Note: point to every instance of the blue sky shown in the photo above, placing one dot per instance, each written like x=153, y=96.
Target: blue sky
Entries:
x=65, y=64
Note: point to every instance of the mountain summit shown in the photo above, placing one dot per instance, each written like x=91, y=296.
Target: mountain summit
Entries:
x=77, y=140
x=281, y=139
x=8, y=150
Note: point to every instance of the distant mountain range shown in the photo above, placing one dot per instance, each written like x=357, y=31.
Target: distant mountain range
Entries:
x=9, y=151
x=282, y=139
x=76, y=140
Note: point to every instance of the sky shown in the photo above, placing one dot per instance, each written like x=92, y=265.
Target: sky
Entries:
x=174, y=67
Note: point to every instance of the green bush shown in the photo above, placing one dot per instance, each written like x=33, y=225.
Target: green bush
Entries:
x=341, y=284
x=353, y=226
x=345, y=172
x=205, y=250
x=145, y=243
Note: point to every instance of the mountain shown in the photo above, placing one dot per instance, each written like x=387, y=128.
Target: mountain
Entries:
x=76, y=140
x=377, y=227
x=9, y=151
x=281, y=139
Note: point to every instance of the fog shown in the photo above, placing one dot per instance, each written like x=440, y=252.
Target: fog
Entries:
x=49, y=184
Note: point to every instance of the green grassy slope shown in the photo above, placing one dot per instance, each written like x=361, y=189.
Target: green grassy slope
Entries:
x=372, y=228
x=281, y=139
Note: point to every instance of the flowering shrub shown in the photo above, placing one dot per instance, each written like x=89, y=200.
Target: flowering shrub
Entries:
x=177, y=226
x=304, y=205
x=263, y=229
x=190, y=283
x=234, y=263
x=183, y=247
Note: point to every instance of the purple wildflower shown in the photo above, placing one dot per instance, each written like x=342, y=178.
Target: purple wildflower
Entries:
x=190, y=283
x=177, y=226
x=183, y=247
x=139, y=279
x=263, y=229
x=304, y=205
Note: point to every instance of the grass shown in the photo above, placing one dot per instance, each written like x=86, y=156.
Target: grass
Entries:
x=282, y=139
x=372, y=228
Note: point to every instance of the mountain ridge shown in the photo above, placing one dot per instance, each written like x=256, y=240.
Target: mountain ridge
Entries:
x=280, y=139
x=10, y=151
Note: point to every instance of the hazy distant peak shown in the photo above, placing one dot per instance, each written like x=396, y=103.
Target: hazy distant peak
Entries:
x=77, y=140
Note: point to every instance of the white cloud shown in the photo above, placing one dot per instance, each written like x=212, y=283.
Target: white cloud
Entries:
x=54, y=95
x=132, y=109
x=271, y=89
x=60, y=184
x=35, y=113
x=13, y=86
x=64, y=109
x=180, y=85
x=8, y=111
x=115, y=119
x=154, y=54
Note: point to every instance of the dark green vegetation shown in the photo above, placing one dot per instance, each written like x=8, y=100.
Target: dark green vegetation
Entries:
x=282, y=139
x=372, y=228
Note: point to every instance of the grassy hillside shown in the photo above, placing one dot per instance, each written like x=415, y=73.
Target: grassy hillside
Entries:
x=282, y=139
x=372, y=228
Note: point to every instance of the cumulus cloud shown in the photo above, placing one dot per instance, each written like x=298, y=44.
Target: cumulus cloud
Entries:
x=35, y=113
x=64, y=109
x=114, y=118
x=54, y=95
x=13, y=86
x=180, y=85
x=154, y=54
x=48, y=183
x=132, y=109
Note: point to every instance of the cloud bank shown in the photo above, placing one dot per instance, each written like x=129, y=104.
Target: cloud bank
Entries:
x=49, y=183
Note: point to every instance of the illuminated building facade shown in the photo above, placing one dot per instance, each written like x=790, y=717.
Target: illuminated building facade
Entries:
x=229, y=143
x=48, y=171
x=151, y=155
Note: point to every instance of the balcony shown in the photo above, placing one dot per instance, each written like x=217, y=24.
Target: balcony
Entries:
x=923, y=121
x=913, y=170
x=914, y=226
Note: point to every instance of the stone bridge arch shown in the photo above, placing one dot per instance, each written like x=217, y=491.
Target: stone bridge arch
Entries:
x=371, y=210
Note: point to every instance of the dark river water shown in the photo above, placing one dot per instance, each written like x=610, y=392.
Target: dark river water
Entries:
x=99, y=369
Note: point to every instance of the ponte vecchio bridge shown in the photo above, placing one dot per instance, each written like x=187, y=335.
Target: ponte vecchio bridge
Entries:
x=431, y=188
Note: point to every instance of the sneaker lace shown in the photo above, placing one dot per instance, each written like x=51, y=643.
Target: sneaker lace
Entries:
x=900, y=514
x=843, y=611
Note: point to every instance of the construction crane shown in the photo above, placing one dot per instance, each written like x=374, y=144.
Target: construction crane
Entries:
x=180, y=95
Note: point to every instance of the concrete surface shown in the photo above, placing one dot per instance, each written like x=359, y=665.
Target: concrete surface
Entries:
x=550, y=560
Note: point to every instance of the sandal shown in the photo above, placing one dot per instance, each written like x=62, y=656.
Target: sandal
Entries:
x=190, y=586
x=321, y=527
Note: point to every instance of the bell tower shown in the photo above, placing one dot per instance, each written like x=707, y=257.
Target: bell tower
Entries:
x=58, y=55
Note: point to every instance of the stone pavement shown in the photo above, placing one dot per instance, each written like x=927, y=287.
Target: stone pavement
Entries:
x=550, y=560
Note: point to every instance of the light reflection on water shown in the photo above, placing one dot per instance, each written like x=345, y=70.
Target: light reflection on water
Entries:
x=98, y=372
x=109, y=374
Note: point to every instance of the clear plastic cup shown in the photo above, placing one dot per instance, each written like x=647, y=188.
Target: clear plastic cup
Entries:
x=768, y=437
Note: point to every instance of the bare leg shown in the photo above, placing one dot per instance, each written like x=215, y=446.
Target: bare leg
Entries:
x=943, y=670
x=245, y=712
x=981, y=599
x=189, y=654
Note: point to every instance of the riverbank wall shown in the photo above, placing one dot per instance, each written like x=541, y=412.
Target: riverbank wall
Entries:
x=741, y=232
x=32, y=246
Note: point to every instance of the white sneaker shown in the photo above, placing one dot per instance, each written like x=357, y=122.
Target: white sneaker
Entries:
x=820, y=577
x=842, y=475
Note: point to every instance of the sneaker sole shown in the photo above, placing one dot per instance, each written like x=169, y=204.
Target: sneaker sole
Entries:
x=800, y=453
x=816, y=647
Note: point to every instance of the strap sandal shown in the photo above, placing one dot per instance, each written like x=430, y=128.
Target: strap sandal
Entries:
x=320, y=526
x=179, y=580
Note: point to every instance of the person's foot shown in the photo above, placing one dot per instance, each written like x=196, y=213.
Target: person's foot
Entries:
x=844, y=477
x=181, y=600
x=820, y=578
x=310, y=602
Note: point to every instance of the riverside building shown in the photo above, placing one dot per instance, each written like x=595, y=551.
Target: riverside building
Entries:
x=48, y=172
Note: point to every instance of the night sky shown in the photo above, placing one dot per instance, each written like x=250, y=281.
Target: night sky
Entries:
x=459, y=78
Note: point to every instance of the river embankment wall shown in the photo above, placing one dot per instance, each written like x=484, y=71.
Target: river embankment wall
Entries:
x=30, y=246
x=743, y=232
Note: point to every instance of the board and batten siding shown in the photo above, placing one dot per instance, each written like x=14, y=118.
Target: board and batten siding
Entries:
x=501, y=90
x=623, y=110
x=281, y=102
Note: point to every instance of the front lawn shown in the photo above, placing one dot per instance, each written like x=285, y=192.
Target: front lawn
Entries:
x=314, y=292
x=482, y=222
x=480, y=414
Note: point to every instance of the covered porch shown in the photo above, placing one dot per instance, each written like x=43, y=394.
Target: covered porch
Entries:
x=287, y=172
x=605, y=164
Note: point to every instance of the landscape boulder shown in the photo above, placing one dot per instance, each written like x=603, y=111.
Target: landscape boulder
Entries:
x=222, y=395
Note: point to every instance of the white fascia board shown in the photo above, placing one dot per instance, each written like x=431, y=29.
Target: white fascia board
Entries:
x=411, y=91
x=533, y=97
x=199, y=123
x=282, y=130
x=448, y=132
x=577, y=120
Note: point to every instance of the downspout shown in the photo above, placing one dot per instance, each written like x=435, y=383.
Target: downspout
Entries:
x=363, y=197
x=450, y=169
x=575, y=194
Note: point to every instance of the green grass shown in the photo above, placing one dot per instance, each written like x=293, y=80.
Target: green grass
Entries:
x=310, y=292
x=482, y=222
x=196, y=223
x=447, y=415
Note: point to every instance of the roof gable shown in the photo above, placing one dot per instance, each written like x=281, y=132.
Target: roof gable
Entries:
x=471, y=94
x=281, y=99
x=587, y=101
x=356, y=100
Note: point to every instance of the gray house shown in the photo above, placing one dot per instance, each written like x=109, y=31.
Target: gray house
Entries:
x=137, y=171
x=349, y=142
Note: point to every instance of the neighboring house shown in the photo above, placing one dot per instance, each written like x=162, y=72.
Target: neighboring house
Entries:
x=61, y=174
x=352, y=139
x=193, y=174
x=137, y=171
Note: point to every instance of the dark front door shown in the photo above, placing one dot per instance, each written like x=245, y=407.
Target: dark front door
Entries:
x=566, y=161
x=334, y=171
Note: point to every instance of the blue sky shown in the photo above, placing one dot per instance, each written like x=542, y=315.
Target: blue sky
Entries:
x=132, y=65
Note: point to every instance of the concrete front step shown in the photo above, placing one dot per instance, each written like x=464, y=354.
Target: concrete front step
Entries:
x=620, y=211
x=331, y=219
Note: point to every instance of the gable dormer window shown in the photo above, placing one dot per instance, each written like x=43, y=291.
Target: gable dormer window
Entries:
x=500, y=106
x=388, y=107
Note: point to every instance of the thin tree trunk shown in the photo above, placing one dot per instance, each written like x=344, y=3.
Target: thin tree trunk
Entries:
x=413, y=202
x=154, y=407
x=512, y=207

--

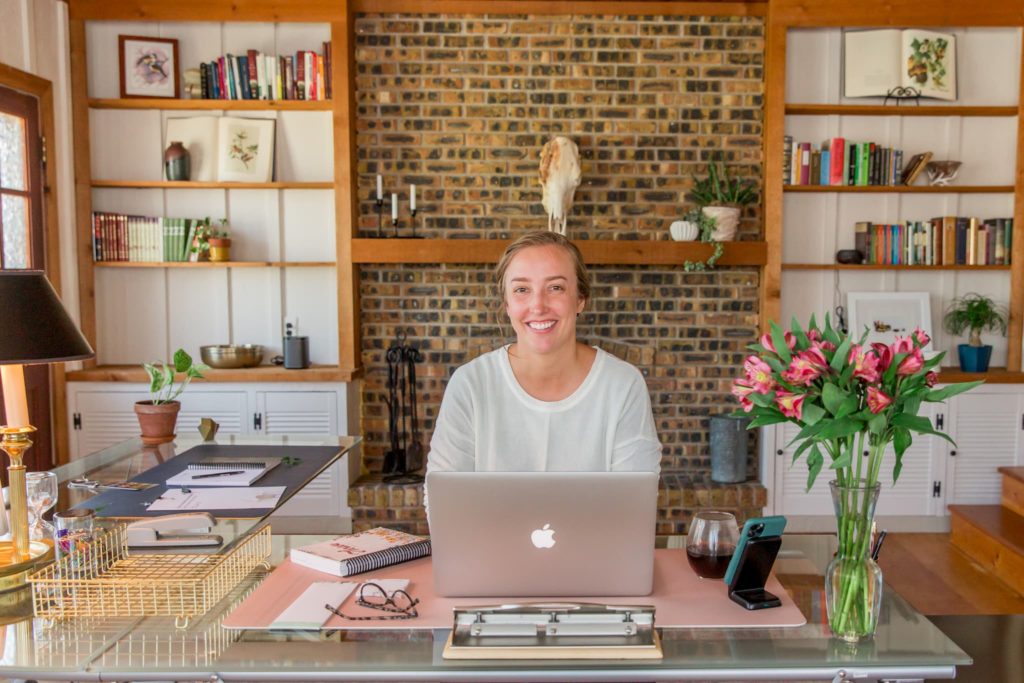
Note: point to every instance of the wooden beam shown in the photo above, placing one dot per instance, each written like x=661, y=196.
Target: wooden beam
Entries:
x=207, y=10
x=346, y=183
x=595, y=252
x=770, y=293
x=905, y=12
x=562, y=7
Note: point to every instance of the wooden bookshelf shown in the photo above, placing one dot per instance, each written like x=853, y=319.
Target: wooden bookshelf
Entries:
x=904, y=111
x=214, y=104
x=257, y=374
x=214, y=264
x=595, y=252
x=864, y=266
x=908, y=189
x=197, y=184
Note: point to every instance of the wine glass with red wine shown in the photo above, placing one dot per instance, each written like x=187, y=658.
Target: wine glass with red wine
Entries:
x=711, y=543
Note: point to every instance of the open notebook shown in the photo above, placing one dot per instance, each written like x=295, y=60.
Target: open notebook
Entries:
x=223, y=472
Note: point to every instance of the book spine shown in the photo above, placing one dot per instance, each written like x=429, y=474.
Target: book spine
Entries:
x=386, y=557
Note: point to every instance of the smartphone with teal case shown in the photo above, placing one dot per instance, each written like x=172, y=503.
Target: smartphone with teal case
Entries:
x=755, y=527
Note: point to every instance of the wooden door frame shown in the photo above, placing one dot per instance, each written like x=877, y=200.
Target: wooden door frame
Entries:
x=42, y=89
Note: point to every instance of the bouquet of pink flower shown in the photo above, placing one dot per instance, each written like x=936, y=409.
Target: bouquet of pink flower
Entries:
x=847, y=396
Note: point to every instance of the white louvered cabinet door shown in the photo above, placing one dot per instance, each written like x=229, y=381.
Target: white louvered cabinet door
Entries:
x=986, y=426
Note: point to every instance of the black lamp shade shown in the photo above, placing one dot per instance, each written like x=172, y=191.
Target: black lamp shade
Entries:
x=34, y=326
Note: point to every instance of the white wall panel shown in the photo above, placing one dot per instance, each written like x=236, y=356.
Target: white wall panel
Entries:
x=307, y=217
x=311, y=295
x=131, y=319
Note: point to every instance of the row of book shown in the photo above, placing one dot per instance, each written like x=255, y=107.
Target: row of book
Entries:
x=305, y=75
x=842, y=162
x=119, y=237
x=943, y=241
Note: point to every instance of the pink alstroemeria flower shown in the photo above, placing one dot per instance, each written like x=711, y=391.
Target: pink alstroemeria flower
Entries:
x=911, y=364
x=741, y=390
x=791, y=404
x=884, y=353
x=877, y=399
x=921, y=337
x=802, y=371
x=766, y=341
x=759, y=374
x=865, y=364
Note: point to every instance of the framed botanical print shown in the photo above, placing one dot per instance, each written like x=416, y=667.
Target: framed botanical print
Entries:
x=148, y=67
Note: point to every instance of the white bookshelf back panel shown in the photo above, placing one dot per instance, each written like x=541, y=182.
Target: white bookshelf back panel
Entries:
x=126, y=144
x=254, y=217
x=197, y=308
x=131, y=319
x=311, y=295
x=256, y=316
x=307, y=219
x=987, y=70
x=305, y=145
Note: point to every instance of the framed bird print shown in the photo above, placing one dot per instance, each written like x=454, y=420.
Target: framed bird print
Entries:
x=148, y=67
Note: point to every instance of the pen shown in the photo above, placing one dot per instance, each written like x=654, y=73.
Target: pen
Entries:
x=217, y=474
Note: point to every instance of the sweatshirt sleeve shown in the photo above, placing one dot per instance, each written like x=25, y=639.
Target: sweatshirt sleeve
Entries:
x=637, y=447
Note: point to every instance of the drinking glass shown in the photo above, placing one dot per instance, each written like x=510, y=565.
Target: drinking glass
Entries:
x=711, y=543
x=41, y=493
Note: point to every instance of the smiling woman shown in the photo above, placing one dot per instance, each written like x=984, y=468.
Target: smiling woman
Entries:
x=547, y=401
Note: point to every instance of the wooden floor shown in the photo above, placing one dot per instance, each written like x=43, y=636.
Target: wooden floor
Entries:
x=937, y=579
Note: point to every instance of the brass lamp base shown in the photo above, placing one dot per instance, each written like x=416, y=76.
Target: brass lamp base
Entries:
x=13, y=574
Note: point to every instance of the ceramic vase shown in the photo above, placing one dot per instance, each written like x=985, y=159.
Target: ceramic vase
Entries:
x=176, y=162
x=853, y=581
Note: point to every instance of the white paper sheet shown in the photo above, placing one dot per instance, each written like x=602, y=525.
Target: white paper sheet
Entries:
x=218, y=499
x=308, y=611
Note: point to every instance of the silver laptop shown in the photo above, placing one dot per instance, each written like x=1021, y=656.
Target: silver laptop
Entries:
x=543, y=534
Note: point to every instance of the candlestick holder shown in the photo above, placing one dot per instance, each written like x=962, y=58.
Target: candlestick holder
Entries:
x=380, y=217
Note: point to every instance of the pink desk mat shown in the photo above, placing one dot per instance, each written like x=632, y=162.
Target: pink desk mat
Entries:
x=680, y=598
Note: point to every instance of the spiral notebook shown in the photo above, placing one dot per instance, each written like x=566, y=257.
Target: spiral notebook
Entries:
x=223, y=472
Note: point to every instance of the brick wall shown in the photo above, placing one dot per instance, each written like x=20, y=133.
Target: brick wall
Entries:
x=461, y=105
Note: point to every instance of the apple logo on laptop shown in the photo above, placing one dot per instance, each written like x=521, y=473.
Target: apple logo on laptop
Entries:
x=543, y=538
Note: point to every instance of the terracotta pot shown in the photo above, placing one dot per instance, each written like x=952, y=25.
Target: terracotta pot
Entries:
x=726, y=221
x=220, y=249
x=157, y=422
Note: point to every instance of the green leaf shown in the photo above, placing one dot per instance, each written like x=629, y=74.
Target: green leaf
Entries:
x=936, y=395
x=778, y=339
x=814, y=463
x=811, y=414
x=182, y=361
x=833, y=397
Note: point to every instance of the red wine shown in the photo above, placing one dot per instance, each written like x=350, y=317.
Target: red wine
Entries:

> [Work to be completed]
Within the material above, output exactly the lines from the one with "Target: sneaker sole" through the one with "Note: point to every instance of the person's", end lines included, and nothing besides.

> [Task result]
Target: sneaker sole
Entries:
x=800, y=453
x=816, y=647
Note: point to every instance of the strap sandal shown in the photo above, placing one dot per instance, each written like x=430, y=128.
Target: strap sandal
Entries:
x=320, y=526
x=179, y=580
Note: point to every instance of the person's foot shown in the photo above, placing one dot per instance, each written like x=196, y=213.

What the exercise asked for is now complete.